## Task instructions:
Transcribe every record that appears below, exactly and in full.

## Provided records:
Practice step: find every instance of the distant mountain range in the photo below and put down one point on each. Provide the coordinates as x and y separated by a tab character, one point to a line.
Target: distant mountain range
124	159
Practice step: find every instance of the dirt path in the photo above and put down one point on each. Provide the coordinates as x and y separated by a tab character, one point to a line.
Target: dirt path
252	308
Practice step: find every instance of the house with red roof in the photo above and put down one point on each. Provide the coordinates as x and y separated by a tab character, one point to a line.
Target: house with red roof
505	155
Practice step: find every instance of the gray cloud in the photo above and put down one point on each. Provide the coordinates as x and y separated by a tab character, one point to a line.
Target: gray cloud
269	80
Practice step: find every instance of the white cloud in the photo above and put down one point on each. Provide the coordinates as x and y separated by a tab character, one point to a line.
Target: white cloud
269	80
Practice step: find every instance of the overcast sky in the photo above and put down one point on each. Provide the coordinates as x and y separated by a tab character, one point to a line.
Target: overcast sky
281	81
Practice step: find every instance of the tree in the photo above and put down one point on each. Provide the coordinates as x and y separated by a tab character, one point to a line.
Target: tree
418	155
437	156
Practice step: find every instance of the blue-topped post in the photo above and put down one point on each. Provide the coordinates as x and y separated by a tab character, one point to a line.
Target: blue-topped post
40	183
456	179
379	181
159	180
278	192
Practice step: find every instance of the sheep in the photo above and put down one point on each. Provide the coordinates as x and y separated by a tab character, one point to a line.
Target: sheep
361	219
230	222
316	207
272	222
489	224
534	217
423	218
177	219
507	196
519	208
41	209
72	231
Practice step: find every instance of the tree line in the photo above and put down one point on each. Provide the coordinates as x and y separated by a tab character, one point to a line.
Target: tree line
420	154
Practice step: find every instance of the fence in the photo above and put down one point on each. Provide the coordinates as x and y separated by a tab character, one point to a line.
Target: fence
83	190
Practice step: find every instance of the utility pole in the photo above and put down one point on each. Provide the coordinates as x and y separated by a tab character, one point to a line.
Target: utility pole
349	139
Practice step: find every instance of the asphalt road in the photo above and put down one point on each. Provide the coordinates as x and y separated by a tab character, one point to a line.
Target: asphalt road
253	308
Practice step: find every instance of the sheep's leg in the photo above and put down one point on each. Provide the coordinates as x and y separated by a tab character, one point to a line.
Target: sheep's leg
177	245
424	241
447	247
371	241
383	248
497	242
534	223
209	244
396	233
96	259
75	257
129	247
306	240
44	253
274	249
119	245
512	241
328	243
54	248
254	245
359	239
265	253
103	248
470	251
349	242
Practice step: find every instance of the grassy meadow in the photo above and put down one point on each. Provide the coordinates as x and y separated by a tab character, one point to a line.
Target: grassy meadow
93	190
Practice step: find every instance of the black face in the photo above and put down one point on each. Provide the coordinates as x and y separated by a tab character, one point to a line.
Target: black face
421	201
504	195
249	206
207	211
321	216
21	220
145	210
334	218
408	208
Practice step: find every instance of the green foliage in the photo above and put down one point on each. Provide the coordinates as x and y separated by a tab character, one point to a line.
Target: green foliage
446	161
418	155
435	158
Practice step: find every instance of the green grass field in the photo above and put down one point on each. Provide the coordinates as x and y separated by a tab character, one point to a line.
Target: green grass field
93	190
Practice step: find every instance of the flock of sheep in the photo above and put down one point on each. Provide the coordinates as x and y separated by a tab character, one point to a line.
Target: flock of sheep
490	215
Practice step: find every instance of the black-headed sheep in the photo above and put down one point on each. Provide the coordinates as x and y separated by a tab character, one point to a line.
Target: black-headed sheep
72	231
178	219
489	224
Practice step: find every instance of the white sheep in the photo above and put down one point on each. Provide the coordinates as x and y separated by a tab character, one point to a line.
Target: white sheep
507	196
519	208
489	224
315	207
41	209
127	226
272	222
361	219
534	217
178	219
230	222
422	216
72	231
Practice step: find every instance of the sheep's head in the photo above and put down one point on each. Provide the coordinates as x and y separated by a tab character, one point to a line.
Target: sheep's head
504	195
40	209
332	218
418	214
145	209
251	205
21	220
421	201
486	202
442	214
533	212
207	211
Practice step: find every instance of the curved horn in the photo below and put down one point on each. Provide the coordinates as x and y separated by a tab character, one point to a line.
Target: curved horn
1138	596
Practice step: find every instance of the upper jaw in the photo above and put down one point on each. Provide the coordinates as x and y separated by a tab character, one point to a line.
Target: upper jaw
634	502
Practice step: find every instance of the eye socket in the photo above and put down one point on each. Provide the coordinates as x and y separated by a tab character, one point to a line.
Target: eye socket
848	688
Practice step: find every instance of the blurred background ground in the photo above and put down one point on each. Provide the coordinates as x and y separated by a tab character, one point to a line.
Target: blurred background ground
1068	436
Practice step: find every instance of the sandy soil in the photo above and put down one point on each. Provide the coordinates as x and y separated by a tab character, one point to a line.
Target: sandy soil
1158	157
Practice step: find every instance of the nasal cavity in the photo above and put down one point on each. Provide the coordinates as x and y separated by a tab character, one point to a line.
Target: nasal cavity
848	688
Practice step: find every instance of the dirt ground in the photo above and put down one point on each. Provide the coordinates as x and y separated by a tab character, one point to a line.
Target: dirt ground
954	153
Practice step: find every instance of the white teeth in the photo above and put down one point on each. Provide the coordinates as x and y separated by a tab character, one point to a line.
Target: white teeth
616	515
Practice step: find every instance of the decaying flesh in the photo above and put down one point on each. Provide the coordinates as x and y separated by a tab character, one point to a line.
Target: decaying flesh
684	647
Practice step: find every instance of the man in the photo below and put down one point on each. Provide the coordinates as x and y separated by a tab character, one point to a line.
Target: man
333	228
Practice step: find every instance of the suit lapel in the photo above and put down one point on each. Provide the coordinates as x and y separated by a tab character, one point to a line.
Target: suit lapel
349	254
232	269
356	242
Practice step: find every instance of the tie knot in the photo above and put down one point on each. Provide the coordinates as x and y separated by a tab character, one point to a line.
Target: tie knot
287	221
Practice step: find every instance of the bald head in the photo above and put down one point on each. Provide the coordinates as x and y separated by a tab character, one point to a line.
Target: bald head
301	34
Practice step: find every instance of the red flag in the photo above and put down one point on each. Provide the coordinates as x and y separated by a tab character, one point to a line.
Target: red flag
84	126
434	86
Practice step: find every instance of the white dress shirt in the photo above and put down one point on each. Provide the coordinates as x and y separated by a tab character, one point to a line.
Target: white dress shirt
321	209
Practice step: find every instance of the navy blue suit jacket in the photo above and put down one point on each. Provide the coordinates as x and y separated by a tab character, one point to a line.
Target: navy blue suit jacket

## Output of the task:
Practice step: find every instance of the distant mountain range in the photo below and put down one point on each. Provide the coordinates as x and y separated by a tab character, one point to a line.
Target: distant mountain range
124	159
Practice step: find every instance of the dirt path in the photo above and put down one point on each. Provide the coordinates as x and y separated by a tab character, one point to a line.
Target: dirt path
252	308
Practice step: find every instance of the house with red roof in the photo above and put down one point on each. Provide the coordinates as x and y separated by a tab character, one point to a line.
Target: house with red roof
505	155
Practice step: find every instance of the gray cloud in the photo above and put down one point on each. Provide the coordinates as x and y separated by a tab character, one point to a line.
Target: gray cloud
269	80
Practice step: find every instance of the white cloud in the photo above and put down one point on each. Provide the coordinates as x and y separated by a tab character, one point to a line.
Target: white cloud
269	80
Practice step: find every instance of the overcast sky in the photo above and put down one point on each. Provide the coordinates as x and y separated by a tab character, one point to a line.
Target: overcast sky
281	81
Practice step: find every instance of the tree in the photo above and put down one point on each. Provide the coordinates as x and y separated by a tab character, one point to a line.
Target: tree
418	155
437	156
Practice step: find every instance of the blue-topped post in the photo above and put down one point on each. Provide the coordinates as x and y separated by a tab character, one point to a line.
Target: blue-topped post
40	183
456	179
379	181
159	180
278	192
Practice step: find every instance of the sheep in the photo above and put down one point on each. Provide the coordinates as x and y separated by a tab character, one point to a line.
Target: sheep
361	219
230	222
316	207
272	222
489	224
534	217
423	218
177	219
507	196
519	208
41	209
72	231
Practice step: find every instance of the tree line in the photo above and put down one point on each. Provide the coordinates as x and y separated by a tab character, one point to a line.
Target: tree line
420	154
Practice step: find every instance of the fence in the photo above and put down one point on each. Provide the coordinates as x and y separated by a tab character, one point to a line.
Target: fence
83	190
Practice step: find every instance of the utility pole in the photo above and put down one point on each. Provide the coordinates as x and y separated by a tab character, one point to a line.
Target: utility pole
349	139
Practice step: find every instance of the asphalt road in the photo above and put down one point on each. Provide the coordinates as x and y separated by a tab character, one point to a line.
Target: asphalt road
253	308
Practice step: find every instance of the sheep's leg in the photo above and put down one point on each. Provide the coordinates as x and y separated by a tab character, one point to a line.
Target: sheep's leg
177	245
424	241
447	247
371	241
383	248
497	242
534	223
209	244
396	233
96	259
75	257
129	247
306	240
44	253
274	249
119	245
512	241
328	243
54	248
254	245
359	239
265	253
103	248
470	251
349	242
Practice step: find every instance of the grassy meadow in the photo above and put down one point on each. Provide the coordinates as x and y separated by a tab character, one point to a line.
Target: grassy meadow
93	190
Practice step: find every instance of the black face in the photo above and put down one point on each. Provide the coordinates as x and y separated by a tab character, one point to a line.
Target: black face
421	201
504	195
249	206
207	211
321	216
21	220
145	210
334	218
408	208
Practice step: find every instance of the green foliage in the photo above and put down one point on each. Provide the coordinates as x and y separated by a tab character, one point to a line.
Target: green foliage
446	161
418	155
435	158
Practice step: find every instance of the green grass field in the photo above and put down one point on each. Provide the coordinates as x and y separated by a tab character, one point to a line.
Target: green grass field
93	190
Practice step: find every instance of the flock of sheep in the photo above and put down one point on each. Provide the coordinates as x and y separated by a tab character, one point to a line.
Target: flock of sheep
490	215
Practice step: find every instance of the black-headed sheep in the photo above and put down one point on each. Provide the coordinates as x and y separated by a tab character, one point to a line.
Target: black-headed sheep
72	231
178	219
489	224
Practice step: find every instance of the white sheep in the photo above and put down one point on each. Provide the coordinates as x and y separated by a tab character, one point to a line.
Target: white sheep
507	196
519	208
489	224
315	207
41	209
127	226
272	222
361	219
534	217
178	219
230	222
422	216
72	231
Practice step: find every instance of the sheep's head in the photo above and put down one point on each. Provide the coordinates as x and y separated by a tab character, one point to a line.
Target: sheep's head
504	195
40	209
332	218
418	214
145	209
251	205
21	220
421	201
486	202
442	214
533	212
207	211
Practice step: find every instance of the curved horn in the photo below and put down one point on each. Provide the coordinates as x and y separated by a tab character, one point to a line.
Target: curved horn
1138	596
Practice step: find every instance of the upper jaw in the photo above and put down one point on each. Provide the coordinates as x and y separated by a tab character, one point to a line.
Target: upper jaw
634	502
Practice step: find every instance of the eye socket in the photo above and put down one point on each. Provide the coordinates as x and y separated by a tab character, one point to a line.
Target: eye socket
848	688
Practice step: find every instance of the blurred background ground in the photo above and put down one point on each. Provide the coordinates as x and y separated by a tab character, one point to a line.
Target: blurred background ground
1068	436
Practice step: find every instance of the sandy soil in the photo above and put down one point on each. Provide the coordinates as x and y separated by a tab character, one point to a line.
Target: sandy soil
1158	157
Practice step: find every instance of the nasal cavity in the photo above and put down one point on each. Provide the coordinates as x and y separated by a tab character, one point to a line.
Target: nasal cavity
848	688
Practice step: find every instance of the dirt ground in the photo above and put down one point on each. Provide the coordinates as x and y separated by a tab character, one point to a line.
Target: dirt ground
954	153
Practice step: find every instance of the white teeth in the photo above and put down one point on each. Provide the coordinates as x and y separated by a tab character, one point to a line.
Target: white teeth
616	515
Practice step: find every instance of the decaying flesh in the photo above and put down one point on each. Provide the coordinates as x and y separated by a tab character, one point to a line.
Target: decaying flesh
684	647
Practice step: find every instance of the man in the photo below and put down one point on each. Provide the coordinates as x and y separated by a tab character, one point to a line.
Target: man
333	228
Practice step: find every instance of the suit lapel in the photo above and put down one point on each. Provide the coordinates as x and y separated by a tab character, one point to a line.
Target: suit lapel
349	254
232	269
356	242
Practice step: find every instance of the tie knot in the photo above and put down one point on each. Provide the coordinates as x and y separated by a tab character, one point to a line.
Target: tie knot
287	221
Practice step: find every instance of the bald head in the photo above and put down one point on each. Provide the coordinates as x and y separated by a tab character, one point to a line.
Target: bald head
301	34
Practice step: find every instance of the red flag in the photo above and put down one point on each. Provide the coordinates as x and y separated by a tab character, one point to a line.
Target: red flag
84	126
434	86
Practice step: find every instance of the white dress shirt in the photo above and put down one point on each. Provide the coordinates as x and y separated by a tab character, one point to a line.
Target: white dress shirt
321	209
Practice step: find every instance of the navy blue suit jacket in the photo above and put down one point on each. Provide the coordinates as x and y separated by a tab character, one point to a line.
Target: navy blue suit jacket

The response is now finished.